*** Opening of Provided records ***
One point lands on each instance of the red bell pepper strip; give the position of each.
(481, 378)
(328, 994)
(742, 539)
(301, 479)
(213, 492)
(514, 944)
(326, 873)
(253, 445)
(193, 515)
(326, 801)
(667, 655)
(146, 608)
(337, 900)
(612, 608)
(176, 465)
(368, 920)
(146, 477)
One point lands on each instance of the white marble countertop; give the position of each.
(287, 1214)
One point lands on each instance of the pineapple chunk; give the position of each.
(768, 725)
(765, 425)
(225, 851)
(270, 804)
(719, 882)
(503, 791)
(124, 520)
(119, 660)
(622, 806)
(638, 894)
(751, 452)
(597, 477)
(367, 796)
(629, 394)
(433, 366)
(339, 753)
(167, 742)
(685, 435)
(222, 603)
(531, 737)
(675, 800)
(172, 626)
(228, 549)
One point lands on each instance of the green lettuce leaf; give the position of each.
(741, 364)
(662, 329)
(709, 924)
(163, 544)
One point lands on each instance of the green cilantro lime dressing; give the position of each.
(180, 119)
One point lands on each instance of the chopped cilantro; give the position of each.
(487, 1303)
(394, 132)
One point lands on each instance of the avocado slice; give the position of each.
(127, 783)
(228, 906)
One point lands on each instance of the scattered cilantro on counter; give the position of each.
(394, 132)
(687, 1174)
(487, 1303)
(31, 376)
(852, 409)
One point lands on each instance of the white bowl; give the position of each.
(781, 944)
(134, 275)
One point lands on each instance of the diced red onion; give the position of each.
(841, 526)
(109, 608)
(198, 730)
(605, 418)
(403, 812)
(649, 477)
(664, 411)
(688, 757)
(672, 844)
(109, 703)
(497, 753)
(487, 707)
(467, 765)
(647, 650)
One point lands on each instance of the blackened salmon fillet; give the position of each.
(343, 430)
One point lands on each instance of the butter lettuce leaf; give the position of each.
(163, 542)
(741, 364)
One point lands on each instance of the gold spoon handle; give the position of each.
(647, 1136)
*** Close of Provided records ***
Would you write out the data exactly as it reads?

▶ _Result_
One point lands on each instance of the red bell pepper strip; give the position of each.
(481, 378)
(328, 994)
(742, 539)
(301, 479)
(213, 492)
(514, 944)
(326, 873)
(253, 445)
(193, 515)
(326, 801)
(667, 655)
(146, 608)
(337, 900)
(612, 608)
(176, 465)
(368, 920)
(146, 477)
One point lands on each instance of the white marble countertop; give the position of each.
(287, 1214)
One point lands on each instance of the pineapple chunk; give the position of each.
(768, 725)
(765, 425)
(225, 851)
(270, 804)
(719, 882)
(503, 791)
(124, 520)
(119, 660)
(622, 806)
(638, 894)
(751, 452)
(597, 477)
(367, 796)
(629, 394)
(433, 366)
(339, 753)
(167, 742)
(685, 435)
(222, 603)
(531, 737)
(675, 800)
(172, 626)
(228, 549)
One point lands on each instance of the green lettuce leaf; give the position of each.
(741, 364)
(662, 329)
(709, 924)
(163, 544)
One point lands on each instance of the green cilantro lime dressing; give the position of each.
(180, 119)
One point lands on each instance of the chopped cilantro; give the position of each.
(487, 1303)
(394, 132)
One point lands on each instance of the avocado slice; give the position of each.
(127, 783)
(228, 906)
One point lands on each instance of the scattered cilantro on counter; give the position of each.
(394, 132)
(687, 1174)
(487, 1303)
(31, 376)
(852, 409)
One point lands on each instance of the white bowl; give the position of each.
(781, 944)
(134, 275)
One point lands on each instance of the diced red onion; give the position of each.
(841, 526)
(109, 608)
(198, 730)
(605, 418)
(403, 812)
(649, 477)
(664, 411)
(688, 757)
(672, 844)
(109, 703)
(497, 753)
(487, 707)
(467, 765)
(647, 650)
One point lands on each instance of the blackened salmon fillet; give the position of each.
(343, 430)
One point lands on each instance of the butter lettuce leaf; give the position of each.
(163, 542)
(741, 364)
One point lands on each instance of the gold spoon handle; give the position of each.
(647, 1136)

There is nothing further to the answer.